● EXTRACT TO READ:
[BEGIN]

Seems like there is general consensus on
https://github.com/apache/parquet-format/pull/560

I'll aim to merge tomorrow unless there is more feedback.

On Sun, Apr 12, 2026 at 4:51 PM Micah Kornfield <[email protected]>
wrote:

> I took a quick look and triggered CI.  I had one suggestion but otherwise
> from my limited knowledge it looked reasonable.
>
> On Tue, Apr 7, 2026 at 8:58 AM Milan Stefanovic <
> [email protected]> wrote:
>
>> Thanks everyone for the review.
>>
>> Can some committers review as well, so we can finalize this ?
>>
>> Thanks,
>> Milan
>>
>> On Wed, 1 Apr 2026 at 14:26, Milan Stefanovic <
>> [email protected]>
>> wrote:
>>
>> > Thanks for the explanation Dewey!
>> >
>> > I've opened PR:
>> > https://github.com/apache/parquet-format/pull/560
>> >
>> > Let me know what you think!
>> >
>> > P.S. - If you know any relevant party in geo community, lets involve
>> them
>> > explicitly as well.
>> >
>> > cc: @Jia Yu <[email protected]>
>> >
>> > Thanks,
>> > Milan
>> >
>> > On Sat, 28 Mar 2026 at 03:32, Dewey Dunnington <
>> [email protected]>
>> > wrote:
>> >
>> >> Hi Milan,
>> >>
>> >> > Dewey, you mentioned current writers using inline strings - what are
>> >> they
>> >> > inlining ? are they inlining projjsons or authority:identifiers ?

[END]

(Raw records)
[BEGIN]

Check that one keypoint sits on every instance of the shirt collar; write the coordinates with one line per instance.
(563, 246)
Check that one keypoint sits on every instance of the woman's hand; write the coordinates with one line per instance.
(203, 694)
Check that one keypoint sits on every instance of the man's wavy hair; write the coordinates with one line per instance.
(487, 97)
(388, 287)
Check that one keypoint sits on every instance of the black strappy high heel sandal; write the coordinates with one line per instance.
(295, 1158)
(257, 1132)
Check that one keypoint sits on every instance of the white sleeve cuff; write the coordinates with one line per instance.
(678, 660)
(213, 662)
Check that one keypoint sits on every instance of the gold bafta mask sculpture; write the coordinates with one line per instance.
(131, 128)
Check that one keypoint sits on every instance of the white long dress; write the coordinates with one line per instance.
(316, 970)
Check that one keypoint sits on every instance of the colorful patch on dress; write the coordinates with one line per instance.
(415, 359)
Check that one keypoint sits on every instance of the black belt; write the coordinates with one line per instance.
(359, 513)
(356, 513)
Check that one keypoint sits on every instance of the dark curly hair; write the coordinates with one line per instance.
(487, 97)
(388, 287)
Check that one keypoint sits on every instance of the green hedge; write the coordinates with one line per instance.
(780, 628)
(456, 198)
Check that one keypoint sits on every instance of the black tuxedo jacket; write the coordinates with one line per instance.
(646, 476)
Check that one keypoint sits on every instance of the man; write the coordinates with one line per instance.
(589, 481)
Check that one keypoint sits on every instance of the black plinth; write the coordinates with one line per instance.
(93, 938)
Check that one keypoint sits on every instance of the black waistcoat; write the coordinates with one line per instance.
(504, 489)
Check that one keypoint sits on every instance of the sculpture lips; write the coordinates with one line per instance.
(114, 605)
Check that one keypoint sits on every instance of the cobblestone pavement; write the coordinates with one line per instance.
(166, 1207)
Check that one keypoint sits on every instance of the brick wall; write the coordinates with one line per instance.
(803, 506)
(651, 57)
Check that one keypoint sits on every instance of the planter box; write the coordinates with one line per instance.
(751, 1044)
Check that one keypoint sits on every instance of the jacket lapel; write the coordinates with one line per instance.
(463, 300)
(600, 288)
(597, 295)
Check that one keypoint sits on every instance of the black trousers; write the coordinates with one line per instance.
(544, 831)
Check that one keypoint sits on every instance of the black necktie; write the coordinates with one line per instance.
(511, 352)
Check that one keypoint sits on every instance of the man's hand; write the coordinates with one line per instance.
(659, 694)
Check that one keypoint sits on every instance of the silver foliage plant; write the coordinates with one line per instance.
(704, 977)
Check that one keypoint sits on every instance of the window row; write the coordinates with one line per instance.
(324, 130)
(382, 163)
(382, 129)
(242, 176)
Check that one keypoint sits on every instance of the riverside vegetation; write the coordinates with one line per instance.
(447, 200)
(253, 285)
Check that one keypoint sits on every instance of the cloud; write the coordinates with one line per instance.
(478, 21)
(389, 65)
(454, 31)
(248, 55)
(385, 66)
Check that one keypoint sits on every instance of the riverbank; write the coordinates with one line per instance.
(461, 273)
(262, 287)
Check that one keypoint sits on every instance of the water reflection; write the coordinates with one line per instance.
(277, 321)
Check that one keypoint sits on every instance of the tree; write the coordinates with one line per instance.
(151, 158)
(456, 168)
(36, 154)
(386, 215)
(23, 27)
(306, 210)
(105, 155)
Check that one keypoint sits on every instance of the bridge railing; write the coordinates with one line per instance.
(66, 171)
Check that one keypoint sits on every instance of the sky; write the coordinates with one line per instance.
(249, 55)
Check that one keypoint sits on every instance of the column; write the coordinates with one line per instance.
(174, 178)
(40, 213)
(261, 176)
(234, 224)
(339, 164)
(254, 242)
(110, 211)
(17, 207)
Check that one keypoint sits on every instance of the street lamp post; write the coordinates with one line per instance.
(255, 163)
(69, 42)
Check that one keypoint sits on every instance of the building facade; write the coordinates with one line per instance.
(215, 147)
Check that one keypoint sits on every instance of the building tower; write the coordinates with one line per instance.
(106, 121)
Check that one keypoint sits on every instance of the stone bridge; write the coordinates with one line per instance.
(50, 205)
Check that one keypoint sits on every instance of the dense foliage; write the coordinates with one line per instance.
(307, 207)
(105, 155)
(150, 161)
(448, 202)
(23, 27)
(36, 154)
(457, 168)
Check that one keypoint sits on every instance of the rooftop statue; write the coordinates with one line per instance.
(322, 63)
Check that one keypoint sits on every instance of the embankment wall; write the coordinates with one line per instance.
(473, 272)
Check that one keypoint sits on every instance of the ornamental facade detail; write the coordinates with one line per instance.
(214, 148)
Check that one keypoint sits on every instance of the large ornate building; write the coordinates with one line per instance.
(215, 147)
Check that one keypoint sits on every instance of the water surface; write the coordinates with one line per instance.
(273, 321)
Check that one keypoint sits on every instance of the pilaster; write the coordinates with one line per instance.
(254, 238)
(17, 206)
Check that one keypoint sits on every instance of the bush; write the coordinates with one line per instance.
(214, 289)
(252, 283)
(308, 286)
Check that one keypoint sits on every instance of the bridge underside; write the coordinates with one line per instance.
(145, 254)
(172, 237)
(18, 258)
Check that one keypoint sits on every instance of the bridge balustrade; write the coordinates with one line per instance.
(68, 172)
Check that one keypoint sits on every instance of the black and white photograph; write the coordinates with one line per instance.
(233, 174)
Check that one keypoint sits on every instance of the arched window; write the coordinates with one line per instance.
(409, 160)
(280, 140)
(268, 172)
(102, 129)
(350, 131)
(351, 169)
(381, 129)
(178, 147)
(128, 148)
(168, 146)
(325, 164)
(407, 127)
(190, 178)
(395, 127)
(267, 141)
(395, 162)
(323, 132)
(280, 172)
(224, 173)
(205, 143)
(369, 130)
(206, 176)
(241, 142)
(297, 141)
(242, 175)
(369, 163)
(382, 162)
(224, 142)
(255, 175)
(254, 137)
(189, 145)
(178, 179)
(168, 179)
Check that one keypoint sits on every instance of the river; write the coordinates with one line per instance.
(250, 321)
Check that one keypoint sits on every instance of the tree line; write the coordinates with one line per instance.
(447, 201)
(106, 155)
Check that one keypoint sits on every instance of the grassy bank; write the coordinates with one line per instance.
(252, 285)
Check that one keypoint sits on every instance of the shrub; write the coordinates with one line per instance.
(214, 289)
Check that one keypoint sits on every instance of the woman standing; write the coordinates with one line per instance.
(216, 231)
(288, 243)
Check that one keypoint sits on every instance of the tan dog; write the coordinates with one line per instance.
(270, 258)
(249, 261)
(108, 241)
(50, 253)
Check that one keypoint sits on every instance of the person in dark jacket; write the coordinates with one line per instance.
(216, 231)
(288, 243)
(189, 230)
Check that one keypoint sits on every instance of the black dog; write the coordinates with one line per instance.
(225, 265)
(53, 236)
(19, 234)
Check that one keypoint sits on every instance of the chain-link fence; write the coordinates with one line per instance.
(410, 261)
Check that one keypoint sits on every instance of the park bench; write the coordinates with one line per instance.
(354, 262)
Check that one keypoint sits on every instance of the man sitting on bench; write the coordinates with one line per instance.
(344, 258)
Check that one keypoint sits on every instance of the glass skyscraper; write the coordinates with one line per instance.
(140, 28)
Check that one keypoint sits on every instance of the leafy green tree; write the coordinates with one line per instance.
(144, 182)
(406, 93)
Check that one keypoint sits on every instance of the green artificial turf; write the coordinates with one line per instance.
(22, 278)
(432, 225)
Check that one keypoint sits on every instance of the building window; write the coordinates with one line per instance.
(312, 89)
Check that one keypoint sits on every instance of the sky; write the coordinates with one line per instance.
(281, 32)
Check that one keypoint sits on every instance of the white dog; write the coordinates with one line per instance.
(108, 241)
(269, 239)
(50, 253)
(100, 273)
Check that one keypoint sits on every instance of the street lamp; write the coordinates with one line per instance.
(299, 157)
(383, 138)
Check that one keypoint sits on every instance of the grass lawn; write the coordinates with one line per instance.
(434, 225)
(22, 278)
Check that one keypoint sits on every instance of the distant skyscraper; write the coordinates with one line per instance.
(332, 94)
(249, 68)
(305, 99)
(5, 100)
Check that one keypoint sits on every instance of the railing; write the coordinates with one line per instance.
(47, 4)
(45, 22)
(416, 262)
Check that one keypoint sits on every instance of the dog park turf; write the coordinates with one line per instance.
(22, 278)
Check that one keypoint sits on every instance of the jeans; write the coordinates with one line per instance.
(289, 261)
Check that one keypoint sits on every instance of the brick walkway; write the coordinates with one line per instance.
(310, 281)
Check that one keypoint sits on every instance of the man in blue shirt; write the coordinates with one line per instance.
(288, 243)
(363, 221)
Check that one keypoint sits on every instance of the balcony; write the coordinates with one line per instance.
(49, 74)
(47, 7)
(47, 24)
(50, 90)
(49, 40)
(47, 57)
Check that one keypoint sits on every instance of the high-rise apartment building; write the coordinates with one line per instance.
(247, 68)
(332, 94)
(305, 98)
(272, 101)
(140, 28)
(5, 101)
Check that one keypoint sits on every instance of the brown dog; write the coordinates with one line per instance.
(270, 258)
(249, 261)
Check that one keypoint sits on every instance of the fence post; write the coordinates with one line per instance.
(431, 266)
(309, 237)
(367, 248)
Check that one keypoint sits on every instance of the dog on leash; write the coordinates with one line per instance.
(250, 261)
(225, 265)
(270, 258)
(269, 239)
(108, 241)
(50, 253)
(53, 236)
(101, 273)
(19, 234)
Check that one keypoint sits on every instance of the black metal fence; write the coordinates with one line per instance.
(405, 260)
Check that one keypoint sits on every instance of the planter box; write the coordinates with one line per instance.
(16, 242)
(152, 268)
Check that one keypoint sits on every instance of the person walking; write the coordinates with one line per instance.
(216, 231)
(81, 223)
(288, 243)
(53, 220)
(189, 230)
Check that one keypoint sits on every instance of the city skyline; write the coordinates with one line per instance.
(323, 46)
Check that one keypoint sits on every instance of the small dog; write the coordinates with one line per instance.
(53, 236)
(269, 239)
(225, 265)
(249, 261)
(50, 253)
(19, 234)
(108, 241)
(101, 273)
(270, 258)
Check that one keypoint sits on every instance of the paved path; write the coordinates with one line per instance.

[END]

● WHAT IS ASKED:
a. List every date given in the "wrote:" header lines of the Parquet pull request email thread.
b. Write the next part of the Parquet pull request email thread, picking up right after its last line.

● ANSWERS FOR THIS EXERCISE:
a.
Sun, Apr 12, 2026
Tue, Apr 7, 2026
Wed, 1 Apr 2026
Sat, 28 Mar 2026

b.
>> >>
>> >> The writers are writing the CRS representation they receive, which for
>> >> Arrow C++ and arrow-rs  comes from the geoarrow.wkb extension type
>> >> metadata [1]. This is usually PROJJSON but is permitted to be a string
>> >> (including authority:code). If you run
>> >> pyarrow.parquet.write_table(pyarrow.table(geopandas_geof.to_arrow()))
>> >> today, you will get a Parquet file with an inlined PROJJSON CRS,
>> >> because that is how GeoPandas encodes CRSes when converting to Arrow.
>> >>
>> >> > reality of current implementations is such
>> >> > that most implementations do write `authorithy:identifier`, spec
>> should
>> >> be
>> >> > written so that at least it doesn't look like thats invalid.
>> >>
>> >> The reality of current implementations is that they are writing
>> >> PROJJSON, although I would also happily support a rewording that adds
>> >> authority:code to the recommended options list.
>> >>
>> >> > Arent EPSG:<number> also understood to map directly to
>> >> > corresponding PROJJSON definition ?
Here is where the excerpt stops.